* **DOCUMENT TEXT**

Here is a quick suggestion to the Miami Dolphins, an organization that thinks it knows it all: Sign Zach Thomas for a day. Hold the press conference now that you refused to grant him in 2008. Allow Zach to say good-bye the right way.

You can't do anything about how you handled Jason Taylor's departure. Right the wrong you did with the Zach Thomas departure. And do it soon.

April 14, 2010

Interesting stuff on Dez Bryant, Brandon Marshall

There are two players that tingle the toes (as Jim Mandich would say) of Dolphins fans as our team looks to checkmate all the moves the stinkin' New York Jets have been making and the evil New England Patriots are about to make with their 18 four picks in the draft's first two rounds. 

Dez Bryant.

Brandon Marshall.

I write about Bryant in today's Miami Herald and I share with you not only the sad circumstances of his upbringing but also what he's trying to do to overcome what he recognizes are maturity issues.

People close to Bryant tell me the wide receiver has hired a "life skills coach." Read the column to see what this person is charged with doing because it is interesting. Meanwhile, I asked if this so-called coach is traveling with Bryant as he takes his various visits to different teams around the league.

The question drew long pauses. "I don't want to confirm or deny that is happening," I was told.

Interesting. I make the case that Bryant having a "life skills coach" is a good thing. It shows he's being proactive in trying to address the issues some teams are worried about. But I've also heard some teams have been turned off when learning that this person is constantly around Bryant.

And yes, I've been told the "life skills coach" has been taking Bryant to some visits.

Regardless, I know the Dolphins have done extensive work on Bryant, trying to learn the truth about him and not just accept what is rumored. I think the truth about this kid paints a much more positive picture than the rumors.

As to Marshall, you know I hate rumor-mongering. I either tell you what other reputable sources are reporting or tell you what I have learned myself. When I don't know something I tell you.

* **PARTS OF THE EXERCISE**
[a] Copy the part of the Dolphins post that opens with the words containing "Here is a quick" and closes with "Dez Bryant.", and swap "press conference" for "news conference".
[b] List every person named in the Dolphins post.
[c] Answer these questions from the Dolphins post.
(i) In what year did the Dolphins refuse Zach Thomas a press conference?
(ii) What have people close to Dez Bryant said he hired?
(iii) In which newspaper does the writer discuss Bryant today?
The entries that come next are separate material and are not part of the Dolphins post.

* **ENTRIES**
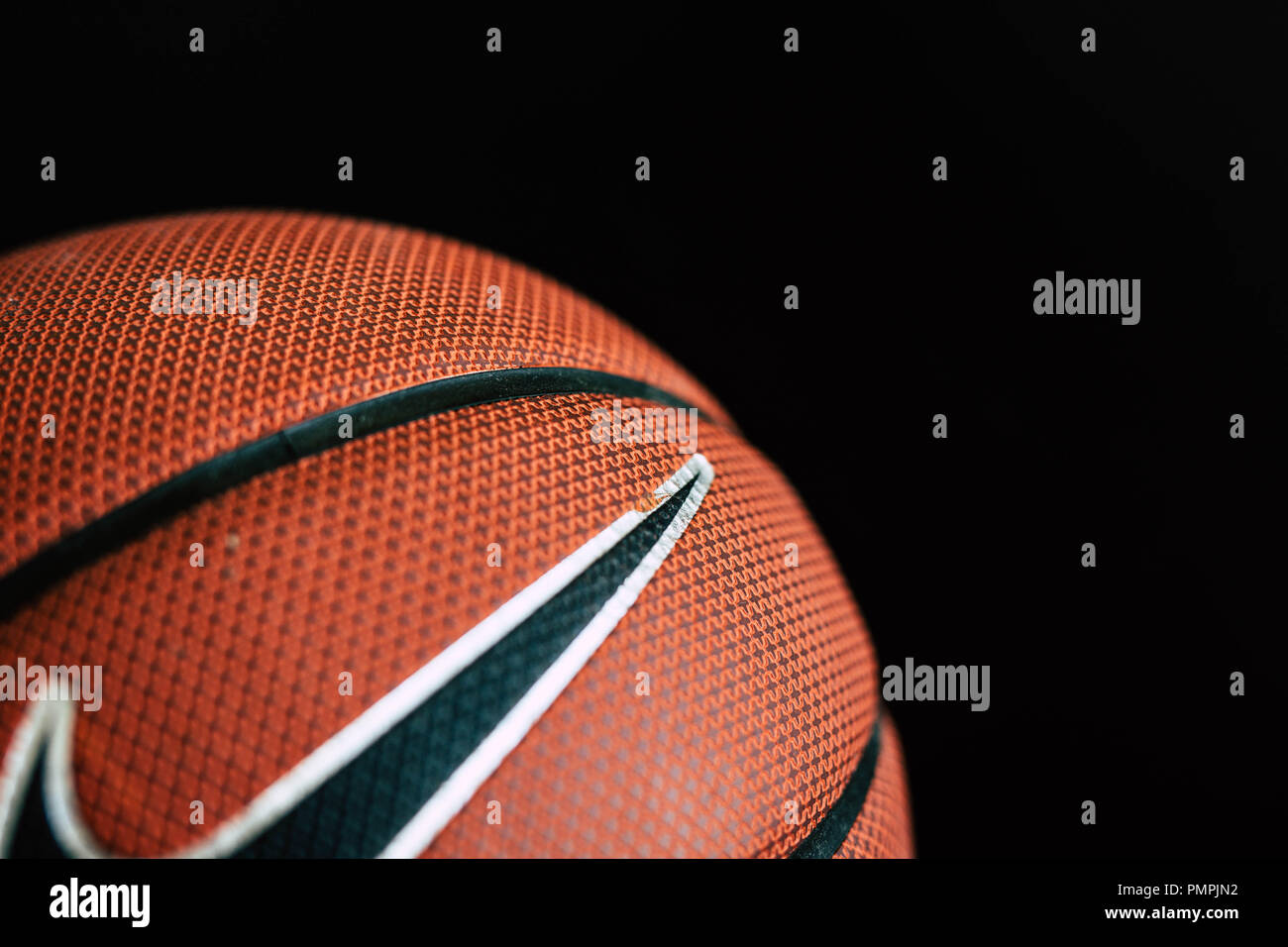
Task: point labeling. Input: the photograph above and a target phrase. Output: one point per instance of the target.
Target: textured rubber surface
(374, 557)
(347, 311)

--

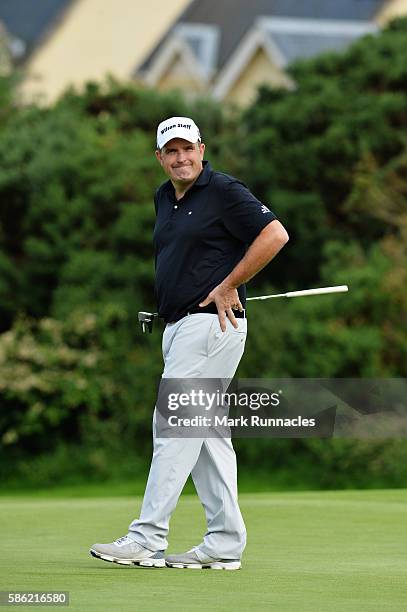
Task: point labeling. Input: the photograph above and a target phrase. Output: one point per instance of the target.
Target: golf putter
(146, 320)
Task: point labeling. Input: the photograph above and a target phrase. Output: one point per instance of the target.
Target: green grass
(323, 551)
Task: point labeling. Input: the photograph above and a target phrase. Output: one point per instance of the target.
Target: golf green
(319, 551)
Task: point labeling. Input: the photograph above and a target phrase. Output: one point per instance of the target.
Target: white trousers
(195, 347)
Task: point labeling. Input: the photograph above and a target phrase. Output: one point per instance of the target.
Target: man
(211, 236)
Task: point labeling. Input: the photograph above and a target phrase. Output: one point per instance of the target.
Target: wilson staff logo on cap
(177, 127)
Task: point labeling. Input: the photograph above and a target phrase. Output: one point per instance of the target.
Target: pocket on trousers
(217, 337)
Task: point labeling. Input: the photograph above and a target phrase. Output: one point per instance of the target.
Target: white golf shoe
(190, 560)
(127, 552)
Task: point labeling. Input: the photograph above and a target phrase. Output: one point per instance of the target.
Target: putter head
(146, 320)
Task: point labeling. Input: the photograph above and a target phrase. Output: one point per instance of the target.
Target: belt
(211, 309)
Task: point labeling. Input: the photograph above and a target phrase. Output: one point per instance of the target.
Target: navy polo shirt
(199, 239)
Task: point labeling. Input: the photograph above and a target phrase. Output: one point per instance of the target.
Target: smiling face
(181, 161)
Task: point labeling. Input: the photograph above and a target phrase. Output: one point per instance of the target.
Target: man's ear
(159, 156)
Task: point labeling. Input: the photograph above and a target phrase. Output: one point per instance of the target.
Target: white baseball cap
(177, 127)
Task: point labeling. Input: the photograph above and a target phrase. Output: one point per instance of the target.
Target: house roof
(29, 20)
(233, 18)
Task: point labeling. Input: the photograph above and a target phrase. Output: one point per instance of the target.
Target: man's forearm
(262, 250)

---

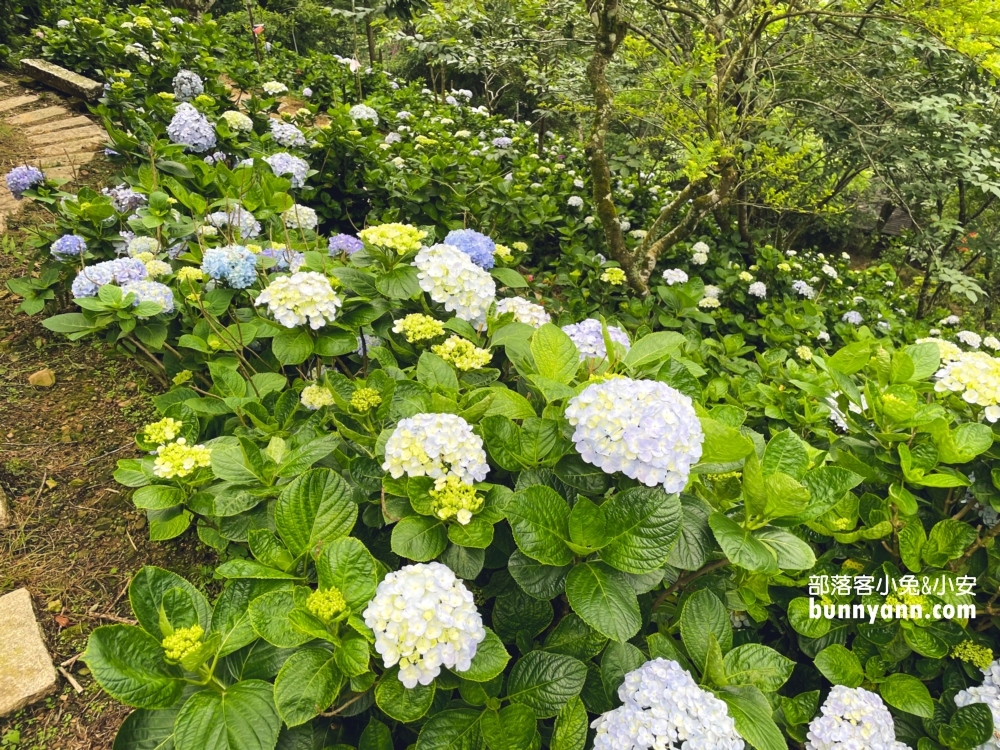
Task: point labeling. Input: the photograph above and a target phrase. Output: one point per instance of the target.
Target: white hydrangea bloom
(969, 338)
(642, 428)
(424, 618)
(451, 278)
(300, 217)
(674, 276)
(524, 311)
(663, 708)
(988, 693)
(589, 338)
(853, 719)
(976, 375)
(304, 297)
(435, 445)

* **ANSWERS FOR THIS EXERCISE**
[a]
Here is a quick suggestion to the Miami Dolphins, an organization that thinks it knows it all: Sign Zach Thomas for a day. Hold the news conference now that you refused to grant him in 2008. Allow Zach to say good-bye the right way.

You can't do anything about how you handled Jason Taylor's departure. Right the wrong you did with the Zach Thomas departure. And do it soon.

April 14, 2010

Interesting stuff on Dez Bryant, Brandon Marshall

There are two players that tingle the toes (as Jim Mandich would say) of Dolphins fans as our team looks to checkmate all the moves the stinkin' New York Jets have been making and the evil New England Patriots are about to make with their 18 four picks in the draft's first two rounds. 

Dez Bryant.

[b] Zach Thomas, Jason Taylor, Jim Mandich, Dez Bryant, Brandon Marshall

[c]
(i) 2008
(ii) A "life skills coach"
(iii) The Miami Herald